Defining Prenatal Care Surveillance Metrics Using Electronic Health Record Data

JAMA Health Forum. 2026 Jun 1;7(6):e261295. doi: 10.1001/jamahealthforum.2026.1295.

ABSTRACT

IMPORTANCE: Current pregnancy surveillance efforts in the US face substantial challenges in providing timely and accurate data on prenatal care use. Electronic health record (EHR) networks have the potential to enhance existing surveillance systems by providing near real-time, clinically documented data.

OBJECTIVE: To assess whether EHR network data could be used to define valid and reliable surveillance metrics of prenatal care use.

DESIGN, SETTING, AND PARTICIPANTS: This longitudinal cohort study included US adults (age ≥18 years) who received prenatal care and delivered a live birth from January 1, 2023, to December 31, 2024, at a facility that used the Epic Cosmos EHR network.

EXPOSURE: Live birth at a facility that used the selected EHR network.

MAIN OUTCOMES AND MEASURES: Prenatal care use was calculated as the proportions of patients who initiated care by the 13th week of pregnancy (early care) and who received adequate or better prenatal care (adequate care). Raking weights were applied to adjust the EHR sample to match the marginal distributions for US residents with live births by age, race and ethnicity, insurance, pregnancy risk factors, and geographic region. Electronic health records-based metrics were externally validated against published natality data estimates from National Center for Health Statistics (NCHS) using the two 1-sided test of equivalence. Patterns by demographics, state, and year were examined.

- [DIRECTIONS]
a: Answer these questions about the prenatal care surveillance abstract:
(i) Which EHR network did the delivery facilities in the study use?
(ii) By which week of pregnancy did patients have to start care for it to count as early care?
(iii) Against what were the EHR-based metrics externally validated?
b: Continue the prenatal care surveillance abstract, starting after its last sentence.

[Stored data entries]
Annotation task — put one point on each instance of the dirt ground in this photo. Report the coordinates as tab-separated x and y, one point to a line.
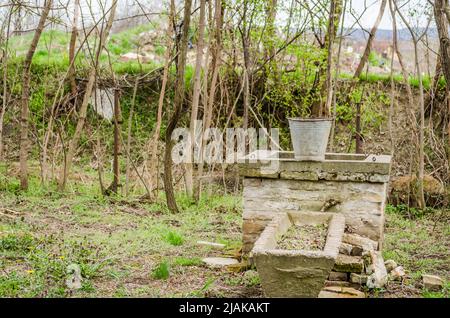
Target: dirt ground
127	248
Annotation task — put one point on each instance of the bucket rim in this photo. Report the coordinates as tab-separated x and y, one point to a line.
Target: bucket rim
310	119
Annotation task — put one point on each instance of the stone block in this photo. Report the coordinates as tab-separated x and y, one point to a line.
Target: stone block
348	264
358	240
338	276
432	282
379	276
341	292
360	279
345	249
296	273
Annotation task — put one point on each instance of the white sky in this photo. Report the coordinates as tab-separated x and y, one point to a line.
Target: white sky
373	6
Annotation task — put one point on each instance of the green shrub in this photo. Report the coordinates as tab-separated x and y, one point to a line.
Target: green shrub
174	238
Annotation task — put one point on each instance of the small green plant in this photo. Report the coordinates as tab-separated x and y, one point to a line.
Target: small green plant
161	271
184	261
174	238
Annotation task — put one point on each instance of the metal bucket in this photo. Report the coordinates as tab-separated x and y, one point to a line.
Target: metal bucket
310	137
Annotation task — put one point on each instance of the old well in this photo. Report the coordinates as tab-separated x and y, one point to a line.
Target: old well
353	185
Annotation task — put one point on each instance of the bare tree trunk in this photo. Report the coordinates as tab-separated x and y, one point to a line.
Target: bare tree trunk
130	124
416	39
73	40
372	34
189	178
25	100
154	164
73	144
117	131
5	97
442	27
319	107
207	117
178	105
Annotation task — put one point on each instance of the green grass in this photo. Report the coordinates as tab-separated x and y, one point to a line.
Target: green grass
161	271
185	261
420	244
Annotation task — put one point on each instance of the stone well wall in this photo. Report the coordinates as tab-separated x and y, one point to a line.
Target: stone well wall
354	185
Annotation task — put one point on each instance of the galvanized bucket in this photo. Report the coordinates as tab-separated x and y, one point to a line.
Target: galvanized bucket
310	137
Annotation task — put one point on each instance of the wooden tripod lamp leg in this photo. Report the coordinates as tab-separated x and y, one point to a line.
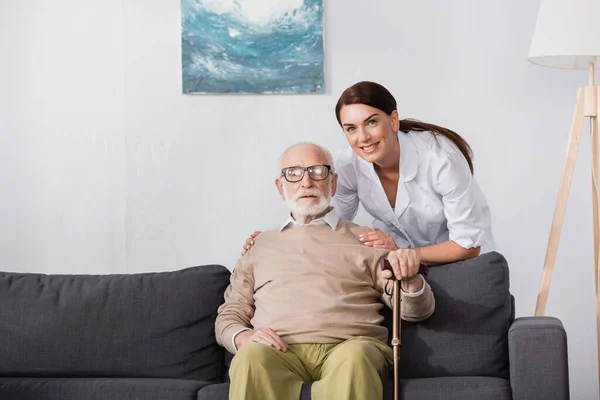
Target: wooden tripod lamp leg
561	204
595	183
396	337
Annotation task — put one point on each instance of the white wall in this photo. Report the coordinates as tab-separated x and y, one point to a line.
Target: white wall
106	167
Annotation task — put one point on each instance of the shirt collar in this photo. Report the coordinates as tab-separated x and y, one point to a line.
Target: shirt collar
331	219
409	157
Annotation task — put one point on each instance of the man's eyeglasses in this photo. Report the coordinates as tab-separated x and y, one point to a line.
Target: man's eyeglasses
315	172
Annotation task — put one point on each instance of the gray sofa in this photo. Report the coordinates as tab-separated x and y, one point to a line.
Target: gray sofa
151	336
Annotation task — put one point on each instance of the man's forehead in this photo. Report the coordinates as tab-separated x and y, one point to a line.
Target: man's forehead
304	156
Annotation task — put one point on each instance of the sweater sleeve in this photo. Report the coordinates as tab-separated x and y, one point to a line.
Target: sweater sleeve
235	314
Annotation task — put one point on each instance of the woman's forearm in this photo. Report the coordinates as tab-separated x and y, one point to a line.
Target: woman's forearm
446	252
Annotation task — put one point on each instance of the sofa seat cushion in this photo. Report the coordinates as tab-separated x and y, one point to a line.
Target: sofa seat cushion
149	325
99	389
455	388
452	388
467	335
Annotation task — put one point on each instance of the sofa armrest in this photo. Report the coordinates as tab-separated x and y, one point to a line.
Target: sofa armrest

- [EXPECTED OUTPUTS]
a:
(i) The Epic Cosmos EHR network.
(ii) The 13th week of pregnancy.
(iii) Against published natality data estimates from the National Center for Health Statistics (NCHS).

b:
RESULTS: In total, 1 963 496 patients (mean [SD] age, 29.5 [5.7] years; 100% women) had a live birth and evidence of prenatal care at a facility using the selected EHR network during the study period. Compared with all US birthing people (n = 7 224 951), patients who gave birth at a facility using the selected EHR network had lower Medicaid coverage (40.5% vs 21.1%) and a higher prevalence of pregnancy risk factors (eg, prior preterm birth: 4.0% vs 8.8%). After weighting to the national population, EHR-based estimates of early care were consistently lower than those from NCHS data (68.0% [95% CI, 67.9%-68.2%] vs 76.1% [95% CI, 76.1%-76.1%]). However, adequacy estimates were equivalent to NCHS-based estimates (76.0% [95% CI, 75.9%-76.2%] vs 75.2% [95% CI, 75.1%-75.2%]; P < .001 at 0.01 equivalence bound), aligned with expected demographic patterns, and were stable across place and time.

CONCLUSIONS AND RELEVANCE: In this cohort study, EHR network data reliably informed surveillance of prenatal care adequacy after adjusting for nonrepresentativeness of the patient population. These findings suggest that near real-time availability of EHR data has the potential to improve the timeliness of population-level pregnancy surveillance to better inform policy, public health, and clinical efforts aimed at enhancing prenatal care access and use among individuals receiving inadequate care.